### 取り組む課題
下のリストから、「icon」という語を含む行をすべて選び、一行ずつ書き写してください。

(記録)
((
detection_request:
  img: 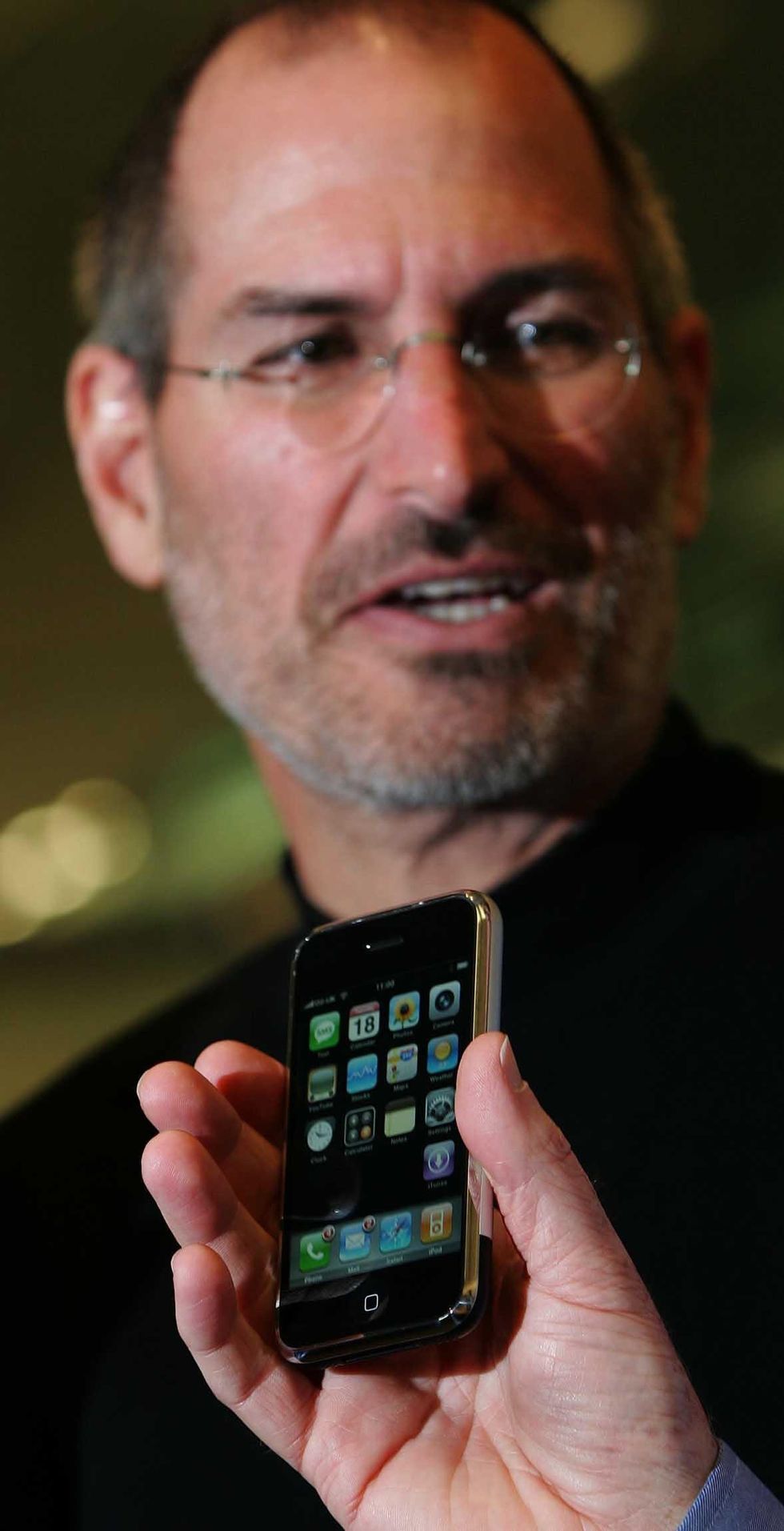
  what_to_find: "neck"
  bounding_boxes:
[248,739,609,919]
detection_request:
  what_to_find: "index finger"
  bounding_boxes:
[196,1041,286,1148]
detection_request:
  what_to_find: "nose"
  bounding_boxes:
[370,332,508,519]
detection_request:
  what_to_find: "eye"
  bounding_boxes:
[248,325,360,387]
[472,294,614,379]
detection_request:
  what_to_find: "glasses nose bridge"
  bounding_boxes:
[386,327,461,379]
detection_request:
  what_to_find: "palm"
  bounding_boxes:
[297,1219,582,1526]
[141,1040,712,1531]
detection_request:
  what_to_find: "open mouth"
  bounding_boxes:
[378,574,542,626]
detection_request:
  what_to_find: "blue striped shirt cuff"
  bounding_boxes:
[678,1444,784,1531]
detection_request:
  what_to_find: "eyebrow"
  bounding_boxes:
[461,255,617,319]
[211,257,614,326]
[218,287,370,325]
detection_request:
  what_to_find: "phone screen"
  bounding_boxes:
[280,896,496,1359]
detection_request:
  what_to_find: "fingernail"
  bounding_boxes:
[499,1036,528,1095]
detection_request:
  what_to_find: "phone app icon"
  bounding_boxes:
[419,1202,452,1243]
[378,1212,414,1254]
[308,1063,337,1105]
[346,1053,378,1095]
[389,989,419,1032]
[386,1043,419,1084]
[422,1137,454,1180]
[308,1116,335,1152]
[349,1000,382,1043]
[310,1011,340,1052]
[300,1229,330,1271]
[429,978,459,1021]
[384,1095,417,1137]
[424,1085,454,1127]
[427,1032,459,1073]
[340,1223,370,1264]
[343,1105,375,1148]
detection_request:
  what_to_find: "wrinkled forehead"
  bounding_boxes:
[171,8,623,311]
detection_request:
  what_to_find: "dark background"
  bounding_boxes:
[0,0,784,1108]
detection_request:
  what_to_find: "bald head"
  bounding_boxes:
[77,0,689,399]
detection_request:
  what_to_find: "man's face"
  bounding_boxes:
[150,10,701,807]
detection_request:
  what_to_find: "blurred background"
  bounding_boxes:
[0,0,784,1110]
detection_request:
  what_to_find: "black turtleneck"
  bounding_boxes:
[0,707,784,1531]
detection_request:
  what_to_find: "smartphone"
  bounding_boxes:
[277,891,502,1365]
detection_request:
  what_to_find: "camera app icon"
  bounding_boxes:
[430,978,459,1021]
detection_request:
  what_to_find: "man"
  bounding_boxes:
[6,3,784,1531]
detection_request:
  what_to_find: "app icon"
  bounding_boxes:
[346,1053,378,1095]
[308,1116,335,1152]
[343,1105,375,1148]
[389,989,419,1032]
[384,1095,417,1137]
[427,1032,458,1073]
[308,1063,337,1105]
[310,1011,340,1052]
[378,1212,412,1254]
[419,1202,452,1243]
[349,1000,382,1043]
[300,1229,330,1271]
[424,1085,454,1127]
[422,1137,454,1180]
[430,978,459,1021]
[386,1043,418,1084]
[340,1223,370,1264]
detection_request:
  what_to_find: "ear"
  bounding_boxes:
[668,308,712,547]
[66,344,164,590]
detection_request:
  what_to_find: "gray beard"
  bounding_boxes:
[160,518,674,813]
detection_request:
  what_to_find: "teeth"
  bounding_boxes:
[407,595,511,623]
[400,574,531,600]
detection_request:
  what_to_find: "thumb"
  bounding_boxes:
[454,1032,652,1313]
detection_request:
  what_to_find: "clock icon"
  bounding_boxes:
[308,1116,335,1152]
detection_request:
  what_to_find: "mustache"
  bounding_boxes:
[303,510,596,632]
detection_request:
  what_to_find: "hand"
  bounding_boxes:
[139,1035,717,1531]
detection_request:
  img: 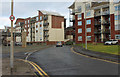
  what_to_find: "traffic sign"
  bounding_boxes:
[10,15,15,21]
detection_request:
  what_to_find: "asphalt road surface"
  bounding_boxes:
[29,46,118,75]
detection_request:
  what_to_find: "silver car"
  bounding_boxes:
[56,41,62,47]
[104,39,118,45]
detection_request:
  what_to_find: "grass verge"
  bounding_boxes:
[77,43,120,55]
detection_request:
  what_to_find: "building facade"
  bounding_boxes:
[69,0,120,43]
[15,11,65,44]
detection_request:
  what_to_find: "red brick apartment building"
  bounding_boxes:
[15,11,65,44]
[69,0,120,43]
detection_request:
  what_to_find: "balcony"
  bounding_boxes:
[102,29,110,33]
[70,17,75,22]
[94,30,101,34]
[70,10,75,15]
[44,28,49,31]
[45,34,49,37]
[30,19,36,24]
[102,11,110,15]
[43,15,48,20]
[94,13,101,17]
[94,21,101,26]
[43,22,49,26]
[102,21,110,26]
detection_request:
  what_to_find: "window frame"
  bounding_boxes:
[78,36,82,41]
[87,36,92,41]
[86,19,91,25]
[78,28,82,33]
[78,21,82,26]
[86,28,91,32]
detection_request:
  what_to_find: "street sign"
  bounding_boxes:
[10,15,15,21]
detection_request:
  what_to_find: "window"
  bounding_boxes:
[115,6,118,11]
[36,23,38,25]
[40,16,42,20]
[115,5,120,11]
[78,21,82,26]
[87,12,91,16]
[86,20,91,24]
[78,14,81,18]
[77,6,82,12]
[78,36,82,41]
[40,27,42,29]
[40,22,42,25]
[86,4,90,10]
[36,28,38,30]
[87,28,91,32]
[36,17,39,21]
[115,24,120,30]
[78,29,82,33]
[28,20,29,23]
[25,21,27,24]
[87,36,91,41]
[40,32,42,35]
[115,34,120,39]
[115,15,120,20]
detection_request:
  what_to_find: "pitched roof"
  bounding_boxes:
[40,10,62,16]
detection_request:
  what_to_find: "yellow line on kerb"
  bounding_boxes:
[31,62,49,77]
[29,62,45,77]
[71,47,120,64]
[19,59,49,77]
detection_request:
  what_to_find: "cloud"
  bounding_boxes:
[0,17,11,29]
[0,0,72,28]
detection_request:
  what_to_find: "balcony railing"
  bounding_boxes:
[102,11,110,15]
[94,13,101,16]
[43,22,49,26]
[102,29,110,33]
[45,34,49,37]
[44,28,49,31]
[94,30,101,34]
[102,21,110,26]
[70,17,75,22]
[43,16,48,20]
[70,10,75,15]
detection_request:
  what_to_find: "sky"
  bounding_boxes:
[0,0,74,29]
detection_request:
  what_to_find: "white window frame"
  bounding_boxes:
[78,21,82,26]
[87,28,91,32]
[78,36,82,41]
[78,28,82,33]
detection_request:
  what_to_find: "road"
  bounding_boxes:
[29,46,118,75]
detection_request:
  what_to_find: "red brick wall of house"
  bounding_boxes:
[52,15,64,28]
[110,14,115,39]
[75,13,94,44]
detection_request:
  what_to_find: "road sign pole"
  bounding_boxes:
[10,0,14,75]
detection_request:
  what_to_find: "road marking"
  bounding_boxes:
[31,62,49,77]
[18,59,49,77]
[29,62,45,77]
[71,47,120,64]
[25,52,33,60]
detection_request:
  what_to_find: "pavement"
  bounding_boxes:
[1,45,50,77]
[28,46,119,77]
[73,46,120,63]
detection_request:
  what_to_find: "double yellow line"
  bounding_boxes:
[19,59,49,77]
[71,47,120,64]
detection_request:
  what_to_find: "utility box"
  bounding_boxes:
[22,32,26,48]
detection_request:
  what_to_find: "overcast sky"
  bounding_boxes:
[0,0,74,28]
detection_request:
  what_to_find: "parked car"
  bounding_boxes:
[56,41,63,47]
[104,39,118,45]
[15,42,22,46]
[65,41,73,45]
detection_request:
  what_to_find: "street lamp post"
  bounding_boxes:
[84,2,87,49]
[10,0,14,75]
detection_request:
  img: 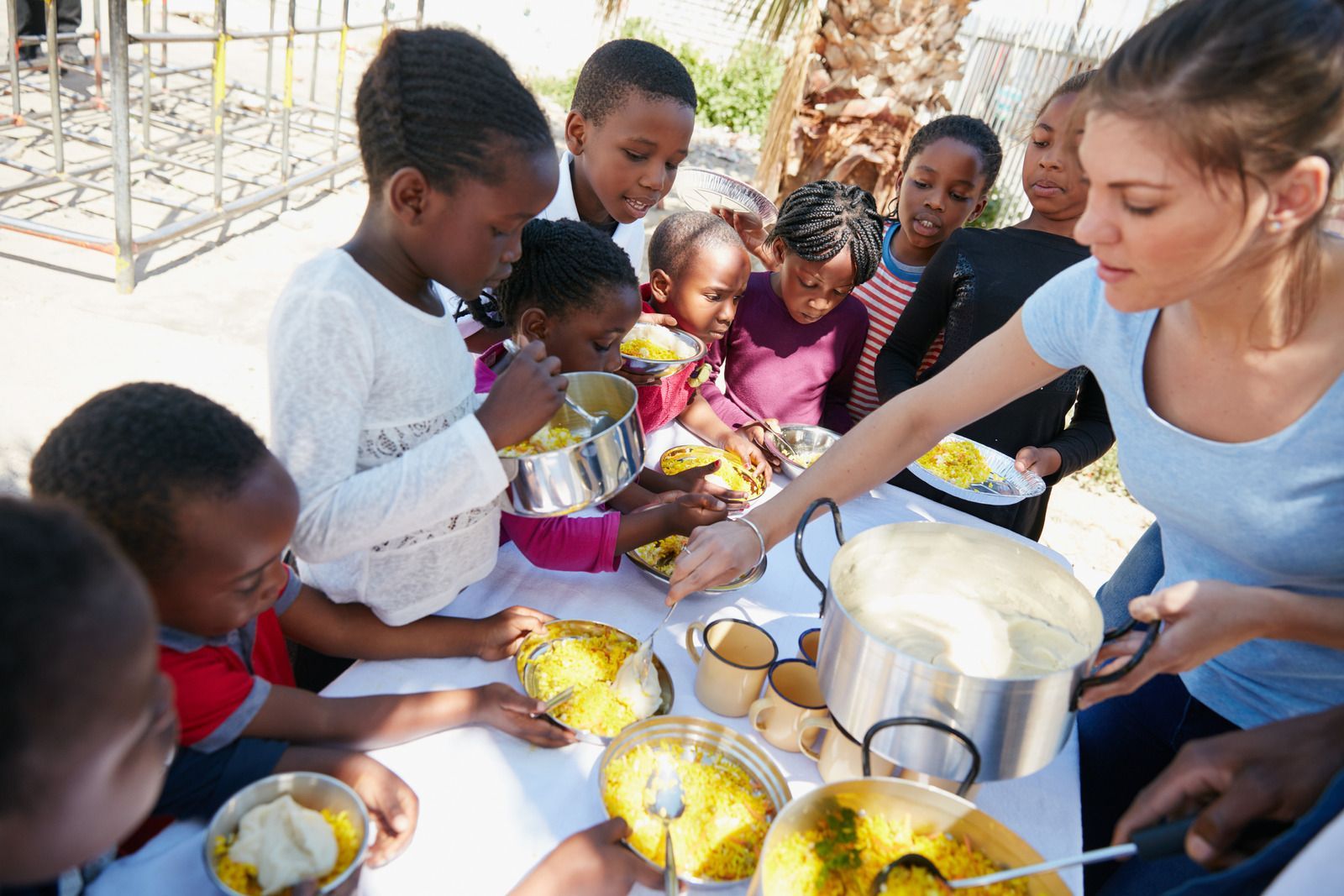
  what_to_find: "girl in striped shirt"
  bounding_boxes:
[845,116,1003,423]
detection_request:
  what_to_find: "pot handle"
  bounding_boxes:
[862,716,979,797]
[793,498,844,616]
[1068,619,1163,712]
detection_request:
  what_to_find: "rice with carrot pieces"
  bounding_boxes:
[916,441,1004,489]
[215,809,365,896]
[602,740,774,892]
[531,634,638,737]
[768,804,1026,896]
[500,425,583,457]
[621,338,681,361]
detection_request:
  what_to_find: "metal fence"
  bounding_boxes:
[0,0,425,291]
[949,15,1131,227]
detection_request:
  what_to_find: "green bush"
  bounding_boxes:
[528,18,784,137]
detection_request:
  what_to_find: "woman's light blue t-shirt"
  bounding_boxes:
[1023,259,1344,728]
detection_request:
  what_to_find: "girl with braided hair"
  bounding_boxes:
[475,219,728,572]
[270,29,564,631]
[701,180,883,448]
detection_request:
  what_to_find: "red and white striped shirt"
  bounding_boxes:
[845,227,942,423]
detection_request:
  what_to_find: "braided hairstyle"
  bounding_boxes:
[766,180,885,286]
[570,38,696,125]
[0,498,155,817]
[495,217,640,327]
[29,383,270,578]
[649,211,746,278]
[354,29,554,192]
))
### 完成した解答
  what_to_find: "phone app icon"
  what_to_find: "camera app icon"
  what_to_find: "app icon"
  what_to_find: "clock icon"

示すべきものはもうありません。